◆ **Given text**
#####

I recently spoke at the Health 2.0 conference on the topic of technology in eldercare and, at its core, this conversation is about artificial intelligence and how it will—if used wisely—reshape the way care is actually delivered in the home.
Artificial intelligence is making its way into non-medical home care, bringing both opportunity and unease. For families trying to support an aging parent—and for agencies responsible for delivering reliable, high-quality care—the conversation has shifted. It’s no longer about whether AI will be part of the future, but how thoughtfully it will be introduced and whether it will enhance—or quietly erode—what matters most: the human experience of being cared for.
There is a tendency to frame AI as a replacement for caregivers—devices in the home, robots, and automation stepping in for people. That framing is not just simplistic—it’s wrong. The more likely, and more effective, path forward is a blended model, where technology supports care rather than substitutes for it.
Still, before any of that can take hold, there is a very real hurdle to overcome. Many older adults—and often their families—are wary of AI. To them, it can feel impersonal, intrusive, even unsettling. Questions surface quickly: Who is listening? What’s being tracked? Am I losing control?
These concerns are not abstract. They come from a generation that has spent a lifetime protecting its independence and privacy. If AI is introduced without sensitivity to those concerns, it will be resisted—if not outright rejected.
The difference lies in how the technology is positioned and used. When it is framed as a tool that helps someone remain independent longer—or reduces the burden on a spouse or adult child—the reaction shifts. It becomes less about surveillance and more about support. Less about being watched, and more about having someone—or something—quietly looking out for you.
From an operational standpoint, agencies don’t have much of a choice. The pressures on the current home care model are undeniable. Caregiver shortages persist, costs continue to rise, and families expect more visibility, responsiveness, and consistency.
Care is often delivered in fragments—five hours a day, six days a week, sometimes with multiple caregivers rotating through the same home. In real life, that means handoffs, missed nuances, and small but meaningful details getting lost between shifts. Communication gaps are not the exception; they are the norm. This is where thoughtfully applied technology begins to show its value.
But technology, on its own, is not a strategy. The real question is: how does it fit into a broader plan for aging well?
That is where frameworks matter.
Through the Aging Advantage Guide, we’ve long emphasized that successful aging is not reactive—it is planned. And at the center of that planning is a clear understanding of two things: what matters most to the individual, and what they actually need as their condition evolves.
The Age-Friendly Care “4Ms” framework—What Matters, Mentation, Mobility, and Medication—helps define a person’s priorities. It captures preferences, goals, and quality-of-life considerations. In other words, it defines the wants.
The Life Profile framework complements that by defining the needs across five critical dimensions: safety, medical condition (including medication and vital management), autonomy in daily activities, burden of care, and life engagement.
Real success lies in balancing the two.
This is where AI, used properly, becomes powerful—not as a replacement for care, but as a tool to help maintain that balance over time.
Two practical examples illustrate this.

#####

Referring expression grounding data:

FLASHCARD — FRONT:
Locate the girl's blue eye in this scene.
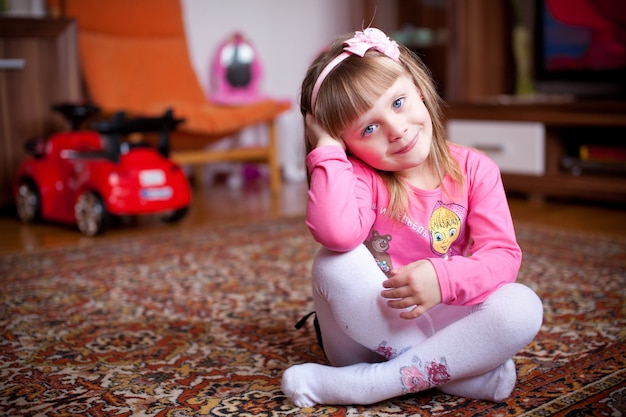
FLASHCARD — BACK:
[363,125,376,135]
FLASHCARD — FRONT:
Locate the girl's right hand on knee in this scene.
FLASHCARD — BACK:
[306,113,346,151]
[381,260,441,319]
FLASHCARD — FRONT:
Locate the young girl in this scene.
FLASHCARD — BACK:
[282,28,543,407]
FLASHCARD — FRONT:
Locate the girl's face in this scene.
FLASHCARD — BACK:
[341,76,433,188]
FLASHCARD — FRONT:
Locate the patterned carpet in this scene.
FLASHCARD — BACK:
[0,218,626,417]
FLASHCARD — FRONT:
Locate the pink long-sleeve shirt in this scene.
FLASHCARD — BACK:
[306,143,522,305]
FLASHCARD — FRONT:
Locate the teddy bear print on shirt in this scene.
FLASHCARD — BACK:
[363,230,393,276]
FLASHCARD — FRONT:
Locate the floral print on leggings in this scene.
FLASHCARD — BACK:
[400,358,450,394]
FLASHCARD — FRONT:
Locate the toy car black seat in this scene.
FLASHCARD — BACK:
[52,103,100,130]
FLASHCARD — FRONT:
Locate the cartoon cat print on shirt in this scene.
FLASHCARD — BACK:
[363,230,393,276]
[428,201,467,259]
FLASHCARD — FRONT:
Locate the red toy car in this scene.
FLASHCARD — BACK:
[14,104,191,236]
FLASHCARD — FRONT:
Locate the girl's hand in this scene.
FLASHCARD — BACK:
[306,114,346,151]
[381,260,441,319]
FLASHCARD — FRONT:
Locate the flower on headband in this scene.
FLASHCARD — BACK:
[343,28,400,61]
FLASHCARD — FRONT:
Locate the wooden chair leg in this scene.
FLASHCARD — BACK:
[267,120,282,196]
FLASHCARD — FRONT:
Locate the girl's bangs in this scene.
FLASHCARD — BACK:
[316,54,402,137]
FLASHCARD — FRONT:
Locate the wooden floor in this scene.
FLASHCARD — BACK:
[0,183,626,253]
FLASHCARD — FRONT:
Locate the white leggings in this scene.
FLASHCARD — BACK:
[288,245,543,404]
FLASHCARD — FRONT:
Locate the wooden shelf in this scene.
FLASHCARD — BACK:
[445,101,626,203]
[0,18,81,206]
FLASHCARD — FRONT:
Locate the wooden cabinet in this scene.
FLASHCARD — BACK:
[0,18,81,206]
[446,101,626,203]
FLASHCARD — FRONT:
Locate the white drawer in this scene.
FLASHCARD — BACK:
[447,120,545,176]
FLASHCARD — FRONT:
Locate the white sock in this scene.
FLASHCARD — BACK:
[282,362,403,408]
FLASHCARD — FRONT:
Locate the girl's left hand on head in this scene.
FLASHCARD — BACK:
[381,260,441,319]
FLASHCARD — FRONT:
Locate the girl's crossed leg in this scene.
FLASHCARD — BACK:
[282,246,543,407]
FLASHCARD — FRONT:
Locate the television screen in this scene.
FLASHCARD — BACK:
[535,0,626,98]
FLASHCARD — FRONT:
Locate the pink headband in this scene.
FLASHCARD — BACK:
[311,28,400,112]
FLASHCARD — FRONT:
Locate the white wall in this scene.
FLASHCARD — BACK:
[181,0,367,181]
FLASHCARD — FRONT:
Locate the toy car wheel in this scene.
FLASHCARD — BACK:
[74,191,109,236]
[162,207,189,223]
[15,180,41,223]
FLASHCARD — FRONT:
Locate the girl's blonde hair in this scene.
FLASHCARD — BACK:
[300,34,463,218]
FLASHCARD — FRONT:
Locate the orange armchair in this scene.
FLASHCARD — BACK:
[62,0,290,193]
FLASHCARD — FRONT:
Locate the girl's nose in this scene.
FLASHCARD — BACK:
[387,113,408,142]
[389,125,408,142]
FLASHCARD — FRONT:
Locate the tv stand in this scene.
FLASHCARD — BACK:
[445,97,626,203]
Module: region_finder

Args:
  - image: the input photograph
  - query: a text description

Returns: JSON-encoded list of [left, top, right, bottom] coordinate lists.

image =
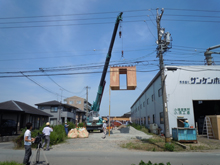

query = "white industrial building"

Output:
[[131, 65, 220, 133]]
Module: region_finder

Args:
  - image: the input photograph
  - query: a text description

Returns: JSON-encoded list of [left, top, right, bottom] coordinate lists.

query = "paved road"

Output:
[[0, 128, 220, 165]]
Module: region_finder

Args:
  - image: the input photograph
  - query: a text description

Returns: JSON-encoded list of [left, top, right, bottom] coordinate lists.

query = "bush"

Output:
[[67, 121, 76, 131], [78, 123, 84, 127], [14, 125, 66, 148], [165, 143, 174, 151]]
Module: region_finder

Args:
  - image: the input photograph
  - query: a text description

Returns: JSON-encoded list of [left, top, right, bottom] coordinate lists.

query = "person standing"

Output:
[[64, 122, 69, 135], [179, 120, 189, 128], [42, 122, 53, 151], [102, 120, 107, 139], [23, 122, 35, 165]]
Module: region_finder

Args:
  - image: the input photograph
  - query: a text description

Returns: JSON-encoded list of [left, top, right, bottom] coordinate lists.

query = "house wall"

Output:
[[40, 106, 76, 125], [64, 96, 84, 110], [165, 66, 220, 133]]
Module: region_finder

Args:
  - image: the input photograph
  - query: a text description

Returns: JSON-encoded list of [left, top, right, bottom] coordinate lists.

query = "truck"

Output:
[[86, 12, 123, 132]]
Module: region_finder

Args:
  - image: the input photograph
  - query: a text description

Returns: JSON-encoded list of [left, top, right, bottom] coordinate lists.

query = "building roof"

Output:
[[0, 100, 53, 116], [64, 96, 92, 106], [35, 100, 78, 109]]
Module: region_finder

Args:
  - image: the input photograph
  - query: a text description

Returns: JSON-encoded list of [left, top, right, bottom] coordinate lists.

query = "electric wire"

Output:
[[40, 68, 83, 94], [20, 72, 68, 96]]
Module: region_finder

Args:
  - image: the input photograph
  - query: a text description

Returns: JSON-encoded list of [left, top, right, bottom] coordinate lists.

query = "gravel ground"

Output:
[[52, 127, 151, 152]]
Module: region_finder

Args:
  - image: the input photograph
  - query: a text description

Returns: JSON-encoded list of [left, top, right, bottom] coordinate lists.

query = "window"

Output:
[[160, 112, 164, 124], [158, 88, 162, 97], [50, 107, 58, 112], [151, 94, 154, 101], [50, 118, 57, 125]]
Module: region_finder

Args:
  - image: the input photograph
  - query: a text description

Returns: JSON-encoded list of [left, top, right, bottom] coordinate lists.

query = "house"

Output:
[[64, 96, 92, 111], [0, 100, 52, 134], [131, 65, 220, 134], [64, 96, 92, 123], [35, 100, 85, 125], [102, 112, 131, 124]]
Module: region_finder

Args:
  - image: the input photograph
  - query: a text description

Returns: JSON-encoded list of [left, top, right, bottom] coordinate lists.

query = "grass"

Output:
[[121, 135, 184, 152], [0, 161, 23, 165], [120, 124, 220, 152]]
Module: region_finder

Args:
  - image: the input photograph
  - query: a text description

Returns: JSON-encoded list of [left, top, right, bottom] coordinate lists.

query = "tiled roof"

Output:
[[76, 109, 86, 113], [35, 100, 77, 109], [35, 100, 61, 106], [0, 100, 52, 116]]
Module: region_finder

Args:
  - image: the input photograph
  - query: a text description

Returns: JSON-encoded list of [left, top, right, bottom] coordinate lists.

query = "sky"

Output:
[[0, 0, 220, 116]]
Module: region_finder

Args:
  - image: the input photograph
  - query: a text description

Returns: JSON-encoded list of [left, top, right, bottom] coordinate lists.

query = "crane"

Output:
[[86, 12, 123, 131], [204, 44, 220, 65]]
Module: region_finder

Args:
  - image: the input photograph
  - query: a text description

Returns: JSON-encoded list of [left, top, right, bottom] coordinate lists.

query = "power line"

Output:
[[165, 8, 220, 13], [0, 9, 150, 19], [0, 19, 220, 29], [39, 68, 83, 94], [0, 48, 156, 61], [20, 72, 66, 96]]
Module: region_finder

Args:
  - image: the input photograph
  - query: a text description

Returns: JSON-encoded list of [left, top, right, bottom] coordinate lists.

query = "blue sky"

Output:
[[0, 0, 220, 116]]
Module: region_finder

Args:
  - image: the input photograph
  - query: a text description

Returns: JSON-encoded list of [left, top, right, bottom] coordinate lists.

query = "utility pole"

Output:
[[86, 86, 90, 123], [156, 8, 172, 143]]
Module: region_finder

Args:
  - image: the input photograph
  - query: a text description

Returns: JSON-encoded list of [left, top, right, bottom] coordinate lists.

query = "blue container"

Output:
[[172, 128, 197, 142]]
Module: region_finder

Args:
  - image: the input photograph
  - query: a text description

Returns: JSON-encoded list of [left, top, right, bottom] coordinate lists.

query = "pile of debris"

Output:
[[68, 128, 89, 138]]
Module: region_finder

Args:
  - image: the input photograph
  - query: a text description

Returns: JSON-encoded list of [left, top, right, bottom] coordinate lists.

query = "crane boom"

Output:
[[91, 12, 123, 112], [86, 12, 123, 131]]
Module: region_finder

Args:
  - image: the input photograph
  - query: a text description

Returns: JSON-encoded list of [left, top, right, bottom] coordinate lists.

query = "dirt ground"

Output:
[[52, 127, 152, 152], [121, 135, 220, 152], [53, 127, 220, 152]]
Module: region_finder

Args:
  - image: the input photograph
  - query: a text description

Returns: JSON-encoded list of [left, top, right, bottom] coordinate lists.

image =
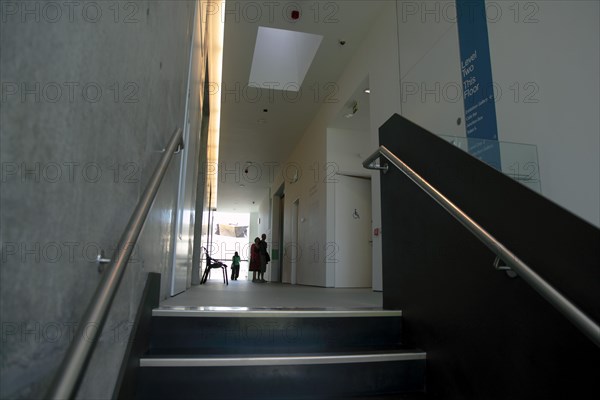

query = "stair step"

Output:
[[140, 351, 426, 367], [152, 306, 402, 318], [139, 351, 426, 399], [150, 307, 402, 354]]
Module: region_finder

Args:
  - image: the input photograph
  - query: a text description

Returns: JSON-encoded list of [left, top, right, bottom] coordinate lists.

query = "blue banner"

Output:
[[456, 0, 502, 170]]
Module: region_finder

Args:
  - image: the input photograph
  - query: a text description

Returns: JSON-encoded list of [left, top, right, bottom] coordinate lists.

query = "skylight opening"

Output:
[[248, 26, 323, 92]]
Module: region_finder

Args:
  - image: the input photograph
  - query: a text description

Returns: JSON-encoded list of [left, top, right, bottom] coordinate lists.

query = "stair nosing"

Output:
[[140, 352, 427, 367], [152, 306, 402, 318]]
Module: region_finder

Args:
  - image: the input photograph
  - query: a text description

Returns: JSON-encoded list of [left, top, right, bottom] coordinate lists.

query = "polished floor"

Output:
[[160, 278, 383, 308]]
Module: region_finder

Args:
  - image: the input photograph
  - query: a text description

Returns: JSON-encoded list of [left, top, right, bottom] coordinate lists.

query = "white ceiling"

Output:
[[217, 0, 382, 212]]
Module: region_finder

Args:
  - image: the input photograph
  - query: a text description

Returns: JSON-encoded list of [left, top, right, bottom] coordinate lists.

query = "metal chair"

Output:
[[200, 247, 229, 285]]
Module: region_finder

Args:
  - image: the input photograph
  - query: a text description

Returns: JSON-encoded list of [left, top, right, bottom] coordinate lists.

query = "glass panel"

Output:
[[440, 135, 542, 193]]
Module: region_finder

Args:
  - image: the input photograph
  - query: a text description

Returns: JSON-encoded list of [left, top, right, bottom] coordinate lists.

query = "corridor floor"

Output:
[[160, 279, 383, 308]]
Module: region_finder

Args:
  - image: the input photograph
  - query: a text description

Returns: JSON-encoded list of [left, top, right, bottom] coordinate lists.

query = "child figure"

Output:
[[231, 251, 240, 281]]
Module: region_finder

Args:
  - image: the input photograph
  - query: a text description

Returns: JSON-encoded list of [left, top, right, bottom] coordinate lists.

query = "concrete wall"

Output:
[[0, 1, 202, 399], [273, 0, 600, 290]]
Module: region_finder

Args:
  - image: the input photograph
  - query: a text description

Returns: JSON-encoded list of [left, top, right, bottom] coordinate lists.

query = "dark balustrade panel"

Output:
[[379, 115, 600, 399]]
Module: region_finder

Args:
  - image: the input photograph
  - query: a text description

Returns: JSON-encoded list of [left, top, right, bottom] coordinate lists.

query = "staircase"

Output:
[[137, 307, 425, 400]]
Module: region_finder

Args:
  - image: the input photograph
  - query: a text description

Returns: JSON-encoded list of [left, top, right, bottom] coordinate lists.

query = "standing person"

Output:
[[248, 238, 260, 282], [231, 251, 240, 281], [258, 233, 269, 283]]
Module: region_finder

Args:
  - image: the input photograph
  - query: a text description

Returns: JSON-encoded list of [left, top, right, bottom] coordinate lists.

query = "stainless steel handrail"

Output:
[[363, 146, 600, 347], [46, 129, 182, 399]]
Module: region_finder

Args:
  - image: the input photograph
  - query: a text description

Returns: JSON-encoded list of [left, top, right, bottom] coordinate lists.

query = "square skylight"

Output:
[[248, 26, 323, 92]]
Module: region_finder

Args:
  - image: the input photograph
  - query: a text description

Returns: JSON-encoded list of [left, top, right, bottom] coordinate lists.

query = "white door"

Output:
[[327, 175, 372, 287]]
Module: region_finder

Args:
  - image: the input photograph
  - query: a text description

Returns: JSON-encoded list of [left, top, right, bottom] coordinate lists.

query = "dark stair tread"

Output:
[[145, 344, 422, 358]]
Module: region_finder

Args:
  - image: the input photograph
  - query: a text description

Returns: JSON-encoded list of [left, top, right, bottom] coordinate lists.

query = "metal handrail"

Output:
[[363, 146, 600, 347], [46, 129, 182, 399]]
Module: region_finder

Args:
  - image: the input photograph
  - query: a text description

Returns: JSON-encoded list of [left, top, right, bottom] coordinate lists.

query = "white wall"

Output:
[[273, 0, 600, 290], [488, 1, 600, 226], [397, 0, 600, 225], [272, 1, 400, 290]]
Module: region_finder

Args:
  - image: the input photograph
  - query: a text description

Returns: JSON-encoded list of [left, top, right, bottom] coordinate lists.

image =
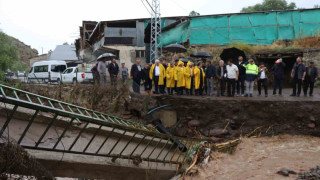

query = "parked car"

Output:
[[16, 71, 25, 77], [28, 60, 67, 84], [61, 67, 94, 84]]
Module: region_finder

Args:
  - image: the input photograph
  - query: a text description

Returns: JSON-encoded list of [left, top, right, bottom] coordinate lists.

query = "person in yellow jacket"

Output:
[[174, 61, 186, 95], [166, 62, 175, 95], [149, 59, 166, 94], [184, 61, 193, 96], [194, 62, 206, 96], [243, 59, 259, 97]]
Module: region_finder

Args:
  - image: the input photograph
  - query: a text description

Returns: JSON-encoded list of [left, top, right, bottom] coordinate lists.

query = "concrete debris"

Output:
[[308, 123, 316, 129], [188, 120, 200, 128]]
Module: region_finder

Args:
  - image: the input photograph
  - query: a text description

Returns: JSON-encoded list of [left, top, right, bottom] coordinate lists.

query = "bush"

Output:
[[0, 32, 21, 81]]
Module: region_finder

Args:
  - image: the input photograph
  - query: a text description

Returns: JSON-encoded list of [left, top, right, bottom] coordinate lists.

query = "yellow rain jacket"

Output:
[[174, 61, 186, 87], [166, 63, 175, 88], [194, 66, 206, 89], [184, 61, 194, 89], [149, 64, 166, 85]]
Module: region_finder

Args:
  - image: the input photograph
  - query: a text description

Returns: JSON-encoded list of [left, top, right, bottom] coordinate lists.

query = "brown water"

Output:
[[186, 135, 320, 180]]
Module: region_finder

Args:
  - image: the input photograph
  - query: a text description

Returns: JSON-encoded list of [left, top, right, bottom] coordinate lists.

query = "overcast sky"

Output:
[[0, 0, 320, 54]]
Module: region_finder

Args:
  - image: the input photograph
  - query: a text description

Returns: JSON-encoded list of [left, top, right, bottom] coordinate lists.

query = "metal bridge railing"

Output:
[[0, 84, 200, 164]]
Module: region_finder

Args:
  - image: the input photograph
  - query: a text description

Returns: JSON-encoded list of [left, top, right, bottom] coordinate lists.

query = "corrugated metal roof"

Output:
[[48, 45, 78, 61]]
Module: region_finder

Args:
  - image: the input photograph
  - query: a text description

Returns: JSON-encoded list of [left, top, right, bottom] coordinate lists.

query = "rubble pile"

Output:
[[297, 166, 320, 180]]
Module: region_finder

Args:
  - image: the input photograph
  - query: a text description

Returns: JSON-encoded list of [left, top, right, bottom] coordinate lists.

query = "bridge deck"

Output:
[[0, 85, 199, 178]]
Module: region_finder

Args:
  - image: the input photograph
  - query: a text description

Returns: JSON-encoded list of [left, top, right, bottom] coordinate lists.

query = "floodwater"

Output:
[[186, 135, 320, 180]]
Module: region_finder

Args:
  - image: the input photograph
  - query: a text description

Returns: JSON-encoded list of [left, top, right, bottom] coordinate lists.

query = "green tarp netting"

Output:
[[161, 9, 320, 46]]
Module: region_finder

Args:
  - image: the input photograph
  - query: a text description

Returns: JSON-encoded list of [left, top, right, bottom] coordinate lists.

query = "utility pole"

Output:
[[150, 0, 162, 63]]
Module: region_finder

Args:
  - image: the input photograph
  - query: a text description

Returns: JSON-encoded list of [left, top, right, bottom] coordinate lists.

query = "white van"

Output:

#####

◆ **What is expected**
According to the text on AI in eldercare, what are the four areas of the Age-Friendly Care "4Ms" framework?

◆ **Answer to the problem**
What Matters, Mentation, Mobility, and Medication.